Consignes de l'exercice
Renvoyez à l'identique le passage du matériel ci-dessous qui va de la ligne contenant « Can you find the wood plank » jusqu'à la fin du matériel, bornes comprises.

[Enregistrements d'une collecte de données]
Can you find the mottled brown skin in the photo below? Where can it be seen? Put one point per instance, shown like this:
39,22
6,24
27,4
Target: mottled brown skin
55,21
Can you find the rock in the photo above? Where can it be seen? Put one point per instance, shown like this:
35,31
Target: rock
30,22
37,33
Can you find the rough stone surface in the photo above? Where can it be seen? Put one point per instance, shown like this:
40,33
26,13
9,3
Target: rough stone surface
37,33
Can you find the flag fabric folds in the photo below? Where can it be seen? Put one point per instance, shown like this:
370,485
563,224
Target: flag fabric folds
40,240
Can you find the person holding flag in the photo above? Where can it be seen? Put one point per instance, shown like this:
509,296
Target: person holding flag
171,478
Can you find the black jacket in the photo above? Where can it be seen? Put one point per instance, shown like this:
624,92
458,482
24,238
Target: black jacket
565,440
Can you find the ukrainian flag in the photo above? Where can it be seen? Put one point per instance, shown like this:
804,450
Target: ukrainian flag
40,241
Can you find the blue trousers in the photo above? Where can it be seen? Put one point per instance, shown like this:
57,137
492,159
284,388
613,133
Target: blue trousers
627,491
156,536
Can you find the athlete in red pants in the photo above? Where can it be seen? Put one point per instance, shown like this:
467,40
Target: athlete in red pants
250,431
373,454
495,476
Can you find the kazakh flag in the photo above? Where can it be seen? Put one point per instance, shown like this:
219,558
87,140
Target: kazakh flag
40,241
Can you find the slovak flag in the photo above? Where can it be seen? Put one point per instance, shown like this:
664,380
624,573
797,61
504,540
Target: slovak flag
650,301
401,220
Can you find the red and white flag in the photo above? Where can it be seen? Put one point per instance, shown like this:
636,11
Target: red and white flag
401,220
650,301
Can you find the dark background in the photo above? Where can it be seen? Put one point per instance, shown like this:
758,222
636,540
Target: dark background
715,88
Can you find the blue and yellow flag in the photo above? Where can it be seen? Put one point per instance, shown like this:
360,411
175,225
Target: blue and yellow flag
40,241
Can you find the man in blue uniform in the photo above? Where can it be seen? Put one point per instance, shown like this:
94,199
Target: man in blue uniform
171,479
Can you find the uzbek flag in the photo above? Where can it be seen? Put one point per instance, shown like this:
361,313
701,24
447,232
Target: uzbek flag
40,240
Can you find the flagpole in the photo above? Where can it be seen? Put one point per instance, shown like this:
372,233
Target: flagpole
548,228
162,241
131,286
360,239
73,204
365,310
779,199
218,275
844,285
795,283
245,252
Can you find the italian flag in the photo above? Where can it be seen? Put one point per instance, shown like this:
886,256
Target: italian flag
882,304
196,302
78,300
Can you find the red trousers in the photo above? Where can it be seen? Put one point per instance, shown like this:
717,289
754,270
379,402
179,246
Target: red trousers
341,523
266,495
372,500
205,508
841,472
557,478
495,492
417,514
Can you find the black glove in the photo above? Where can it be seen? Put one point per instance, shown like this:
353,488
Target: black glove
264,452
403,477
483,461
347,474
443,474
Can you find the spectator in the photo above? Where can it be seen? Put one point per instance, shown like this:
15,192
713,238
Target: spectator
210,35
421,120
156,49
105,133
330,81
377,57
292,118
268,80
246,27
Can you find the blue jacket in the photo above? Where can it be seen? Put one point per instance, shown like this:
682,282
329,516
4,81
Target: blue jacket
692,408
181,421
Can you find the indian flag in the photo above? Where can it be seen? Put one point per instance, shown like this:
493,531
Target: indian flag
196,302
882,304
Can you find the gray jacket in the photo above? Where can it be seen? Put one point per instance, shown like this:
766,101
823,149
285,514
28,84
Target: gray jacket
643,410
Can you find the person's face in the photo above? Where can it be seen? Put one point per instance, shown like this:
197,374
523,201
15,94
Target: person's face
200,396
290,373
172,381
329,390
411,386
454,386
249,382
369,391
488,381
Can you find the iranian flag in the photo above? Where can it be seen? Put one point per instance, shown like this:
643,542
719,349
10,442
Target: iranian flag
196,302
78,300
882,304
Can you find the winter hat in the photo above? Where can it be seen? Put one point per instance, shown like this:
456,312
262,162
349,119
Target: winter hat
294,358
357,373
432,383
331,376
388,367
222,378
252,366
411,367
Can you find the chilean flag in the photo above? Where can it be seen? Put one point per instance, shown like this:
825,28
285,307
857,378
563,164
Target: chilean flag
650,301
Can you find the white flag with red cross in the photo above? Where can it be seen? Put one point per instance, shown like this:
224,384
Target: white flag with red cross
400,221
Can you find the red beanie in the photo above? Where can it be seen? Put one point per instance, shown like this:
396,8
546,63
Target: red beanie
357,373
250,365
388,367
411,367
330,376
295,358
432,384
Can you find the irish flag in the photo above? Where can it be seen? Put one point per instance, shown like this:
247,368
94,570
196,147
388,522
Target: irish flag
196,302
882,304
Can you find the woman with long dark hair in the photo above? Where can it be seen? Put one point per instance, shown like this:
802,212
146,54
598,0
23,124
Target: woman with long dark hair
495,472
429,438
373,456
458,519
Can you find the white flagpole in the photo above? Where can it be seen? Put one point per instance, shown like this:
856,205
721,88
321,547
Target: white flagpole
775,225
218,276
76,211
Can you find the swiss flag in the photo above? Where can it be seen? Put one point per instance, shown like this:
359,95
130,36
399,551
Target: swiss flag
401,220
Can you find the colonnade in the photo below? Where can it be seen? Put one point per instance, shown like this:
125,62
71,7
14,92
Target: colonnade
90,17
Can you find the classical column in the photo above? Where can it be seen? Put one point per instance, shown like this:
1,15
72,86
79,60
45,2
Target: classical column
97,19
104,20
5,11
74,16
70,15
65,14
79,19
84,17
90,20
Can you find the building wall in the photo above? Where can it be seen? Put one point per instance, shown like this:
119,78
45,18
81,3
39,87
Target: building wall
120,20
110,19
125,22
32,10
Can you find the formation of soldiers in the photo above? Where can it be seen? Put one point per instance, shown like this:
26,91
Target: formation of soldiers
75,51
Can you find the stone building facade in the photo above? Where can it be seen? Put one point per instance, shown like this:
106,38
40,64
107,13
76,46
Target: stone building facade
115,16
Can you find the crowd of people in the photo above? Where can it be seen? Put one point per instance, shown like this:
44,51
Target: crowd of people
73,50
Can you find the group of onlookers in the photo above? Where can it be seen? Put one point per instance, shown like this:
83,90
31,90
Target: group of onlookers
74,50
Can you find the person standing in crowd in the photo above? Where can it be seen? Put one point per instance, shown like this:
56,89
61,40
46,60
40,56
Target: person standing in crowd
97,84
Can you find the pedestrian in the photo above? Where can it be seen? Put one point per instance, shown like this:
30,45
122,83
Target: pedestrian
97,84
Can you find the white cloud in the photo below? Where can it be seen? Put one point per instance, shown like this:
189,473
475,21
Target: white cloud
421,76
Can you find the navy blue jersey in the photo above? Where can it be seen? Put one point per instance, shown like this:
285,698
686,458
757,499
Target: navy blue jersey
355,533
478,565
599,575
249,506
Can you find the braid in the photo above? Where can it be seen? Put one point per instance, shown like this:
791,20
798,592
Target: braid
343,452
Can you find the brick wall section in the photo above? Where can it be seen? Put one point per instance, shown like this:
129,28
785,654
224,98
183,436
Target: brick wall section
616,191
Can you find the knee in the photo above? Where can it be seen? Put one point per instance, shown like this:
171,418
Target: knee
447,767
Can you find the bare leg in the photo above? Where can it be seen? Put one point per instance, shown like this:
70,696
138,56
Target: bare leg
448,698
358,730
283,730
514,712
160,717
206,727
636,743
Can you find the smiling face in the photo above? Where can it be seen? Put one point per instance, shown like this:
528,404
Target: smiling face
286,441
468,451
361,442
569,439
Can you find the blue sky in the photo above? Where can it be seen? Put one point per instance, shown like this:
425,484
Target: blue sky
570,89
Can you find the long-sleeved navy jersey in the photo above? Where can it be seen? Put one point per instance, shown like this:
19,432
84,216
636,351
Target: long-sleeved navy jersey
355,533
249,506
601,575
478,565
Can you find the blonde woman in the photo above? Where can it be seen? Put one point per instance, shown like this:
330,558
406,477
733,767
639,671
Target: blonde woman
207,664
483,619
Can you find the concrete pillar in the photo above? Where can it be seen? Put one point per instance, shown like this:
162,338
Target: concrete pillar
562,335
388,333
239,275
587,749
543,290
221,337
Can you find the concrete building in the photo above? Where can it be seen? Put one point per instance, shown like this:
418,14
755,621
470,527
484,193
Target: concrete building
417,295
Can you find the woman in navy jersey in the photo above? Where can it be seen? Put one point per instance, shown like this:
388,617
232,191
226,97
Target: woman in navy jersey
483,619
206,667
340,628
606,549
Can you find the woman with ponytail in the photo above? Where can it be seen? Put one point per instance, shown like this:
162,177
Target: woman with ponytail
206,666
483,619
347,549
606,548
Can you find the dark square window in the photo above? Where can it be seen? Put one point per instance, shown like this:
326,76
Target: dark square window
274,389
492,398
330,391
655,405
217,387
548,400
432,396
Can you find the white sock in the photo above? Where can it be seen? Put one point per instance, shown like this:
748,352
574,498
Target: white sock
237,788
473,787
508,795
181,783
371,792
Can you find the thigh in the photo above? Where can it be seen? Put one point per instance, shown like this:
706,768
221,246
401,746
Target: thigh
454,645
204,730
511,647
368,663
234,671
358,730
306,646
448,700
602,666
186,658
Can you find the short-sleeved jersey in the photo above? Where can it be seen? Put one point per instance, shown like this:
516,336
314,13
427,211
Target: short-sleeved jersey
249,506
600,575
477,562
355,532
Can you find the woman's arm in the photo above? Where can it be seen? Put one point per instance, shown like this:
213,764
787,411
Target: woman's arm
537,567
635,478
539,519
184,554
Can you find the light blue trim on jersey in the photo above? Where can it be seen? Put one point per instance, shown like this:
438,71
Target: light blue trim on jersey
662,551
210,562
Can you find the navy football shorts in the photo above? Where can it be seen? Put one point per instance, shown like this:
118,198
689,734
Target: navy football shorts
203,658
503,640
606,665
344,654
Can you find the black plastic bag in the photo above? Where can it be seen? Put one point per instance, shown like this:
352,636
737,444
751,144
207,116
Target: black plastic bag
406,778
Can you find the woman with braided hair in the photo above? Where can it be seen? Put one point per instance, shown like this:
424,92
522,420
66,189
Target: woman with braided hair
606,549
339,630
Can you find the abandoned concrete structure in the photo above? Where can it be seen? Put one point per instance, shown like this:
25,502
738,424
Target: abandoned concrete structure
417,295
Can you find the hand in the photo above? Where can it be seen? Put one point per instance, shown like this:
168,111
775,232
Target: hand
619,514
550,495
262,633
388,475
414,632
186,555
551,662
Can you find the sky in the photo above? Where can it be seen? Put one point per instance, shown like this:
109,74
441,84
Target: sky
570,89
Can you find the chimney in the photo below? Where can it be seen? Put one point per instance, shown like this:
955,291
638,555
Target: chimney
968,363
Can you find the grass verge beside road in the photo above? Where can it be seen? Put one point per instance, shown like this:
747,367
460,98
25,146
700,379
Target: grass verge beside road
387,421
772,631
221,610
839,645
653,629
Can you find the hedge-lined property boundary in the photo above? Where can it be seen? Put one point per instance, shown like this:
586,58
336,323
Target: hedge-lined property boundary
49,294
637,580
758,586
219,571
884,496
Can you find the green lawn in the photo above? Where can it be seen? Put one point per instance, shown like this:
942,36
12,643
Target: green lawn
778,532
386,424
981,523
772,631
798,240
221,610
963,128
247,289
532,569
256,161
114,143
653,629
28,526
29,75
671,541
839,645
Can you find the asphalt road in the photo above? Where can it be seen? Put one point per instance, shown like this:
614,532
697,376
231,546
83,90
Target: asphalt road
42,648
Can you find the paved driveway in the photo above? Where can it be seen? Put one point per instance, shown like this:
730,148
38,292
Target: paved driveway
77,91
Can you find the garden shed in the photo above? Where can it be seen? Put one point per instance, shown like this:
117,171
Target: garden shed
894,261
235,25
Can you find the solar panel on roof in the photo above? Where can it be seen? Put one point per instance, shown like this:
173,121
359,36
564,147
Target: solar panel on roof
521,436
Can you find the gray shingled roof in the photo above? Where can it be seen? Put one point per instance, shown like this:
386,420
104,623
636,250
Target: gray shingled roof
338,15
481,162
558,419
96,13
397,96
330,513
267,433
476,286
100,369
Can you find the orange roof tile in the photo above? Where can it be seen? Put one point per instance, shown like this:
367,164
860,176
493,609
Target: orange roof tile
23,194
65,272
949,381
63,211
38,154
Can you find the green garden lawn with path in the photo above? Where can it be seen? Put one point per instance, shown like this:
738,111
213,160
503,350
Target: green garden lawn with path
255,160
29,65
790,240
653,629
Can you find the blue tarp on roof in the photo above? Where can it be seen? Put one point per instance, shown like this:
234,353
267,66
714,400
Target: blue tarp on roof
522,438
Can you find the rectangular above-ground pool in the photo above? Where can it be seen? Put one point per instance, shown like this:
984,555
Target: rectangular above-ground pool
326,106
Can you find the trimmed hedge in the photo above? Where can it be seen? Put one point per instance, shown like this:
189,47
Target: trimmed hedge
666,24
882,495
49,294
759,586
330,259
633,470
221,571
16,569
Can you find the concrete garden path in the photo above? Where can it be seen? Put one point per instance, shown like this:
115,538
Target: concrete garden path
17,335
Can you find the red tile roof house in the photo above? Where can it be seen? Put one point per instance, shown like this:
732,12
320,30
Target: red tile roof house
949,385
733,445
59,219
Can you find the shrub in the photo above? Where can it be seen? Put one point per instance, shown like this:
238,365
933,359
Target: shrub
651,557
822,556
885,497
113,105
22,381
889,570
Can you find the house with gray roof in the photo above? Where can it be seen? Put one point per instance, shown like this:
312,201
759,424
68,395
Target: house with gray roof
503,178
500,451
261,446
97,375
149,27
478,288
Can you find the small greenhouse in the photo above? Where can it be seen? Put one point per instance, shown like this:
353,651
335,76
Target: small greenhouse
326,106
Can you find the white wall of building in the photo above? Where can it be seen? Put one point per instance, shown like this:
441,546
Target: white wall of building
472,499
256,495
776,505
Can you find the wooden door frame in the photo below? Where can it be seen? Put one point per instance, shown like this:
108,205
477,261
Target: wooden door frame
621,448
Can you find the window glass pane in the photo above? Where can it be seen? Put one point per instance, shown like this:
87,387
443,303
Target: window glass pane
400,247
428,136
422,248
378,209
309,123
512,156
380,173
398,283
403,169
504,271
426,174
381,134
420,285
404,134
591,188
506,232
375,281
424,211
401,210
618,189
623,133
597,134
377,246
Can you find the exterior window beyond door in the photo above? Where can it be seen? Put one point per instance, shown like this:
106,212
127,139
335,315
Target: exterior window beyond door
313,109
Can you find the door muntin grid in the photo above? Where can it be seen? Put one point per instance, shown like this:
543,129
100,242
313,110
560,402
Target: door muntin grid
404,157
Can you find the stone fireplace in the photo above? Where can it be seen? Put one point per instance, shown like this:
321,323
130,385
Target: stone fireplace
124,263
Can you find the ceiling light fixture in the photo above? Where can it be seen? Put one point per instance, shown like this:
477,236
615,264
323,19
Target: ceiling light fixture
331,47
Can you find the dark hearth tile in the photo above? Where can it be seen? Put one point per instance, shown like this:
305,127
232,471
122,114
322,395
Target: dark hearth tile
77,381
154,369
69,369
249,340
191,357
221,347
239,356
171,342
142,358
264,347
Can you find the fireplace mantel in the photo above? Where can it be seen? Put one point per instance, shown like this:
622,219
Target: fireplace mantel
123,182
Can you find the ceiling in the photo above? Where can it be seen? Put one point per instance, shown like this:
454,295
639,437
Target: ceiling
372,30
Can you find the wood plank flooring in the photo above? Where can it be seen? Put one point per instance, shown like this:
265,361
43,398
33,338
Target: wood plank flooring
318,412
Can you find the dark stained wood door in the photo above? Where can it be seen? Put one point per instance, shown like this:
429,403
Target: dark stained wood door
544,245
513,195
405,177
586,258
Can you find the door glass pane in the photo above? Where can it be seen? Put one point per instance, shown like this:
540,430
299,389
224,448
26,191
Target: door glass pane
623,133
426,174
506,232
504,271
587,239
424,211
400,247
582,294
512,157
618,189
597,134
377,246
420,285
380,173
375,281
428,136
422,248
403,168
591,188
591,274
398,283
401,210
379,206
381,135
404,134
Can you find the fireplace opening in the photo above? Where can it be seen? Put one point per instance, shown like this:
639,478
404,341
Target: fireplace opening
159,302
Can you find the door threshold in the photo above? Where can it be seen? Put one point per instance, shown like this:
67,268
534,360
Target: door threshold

Solution proposée
Can you find the wood plank flooring in the photo above? Where can it be seen? Put one point per instance, shown like this:
265,361
43,398
33,338
Target: wood plank flooring
318,412
Can you find the dark stained wood door in the photo above? Where can it be seen? Put one point per instance, shown like this:
429,403
Target: dark stained wood door
544,245
513,195
405,177
586,258
Can you find the door glass pane in the photo above? Where can it be seen? Put one point per instance, shown like this:
540,430
299,389
224,448
26,191
Target: door glass pane
623,133
426,174
506,232
504,271
587,239
424,211
400,247
582,294
512,157
618,189
597,134
377,246
420,285
380,173
375,281
428,136
422,248
403,168
591,188
591,274
398,283
401,210
379,206
381,135
404,134
Can you find the fireplace opening in the photo above? Where can it be seen? Put one point per instance, shown like this:
639,478
404,341
Target: fireplace opening
159,302
Can you find the door threshold in the photo above? Where can it be seen? Put one point per instance, shown like this:
67,268
534,360
Target: door threshold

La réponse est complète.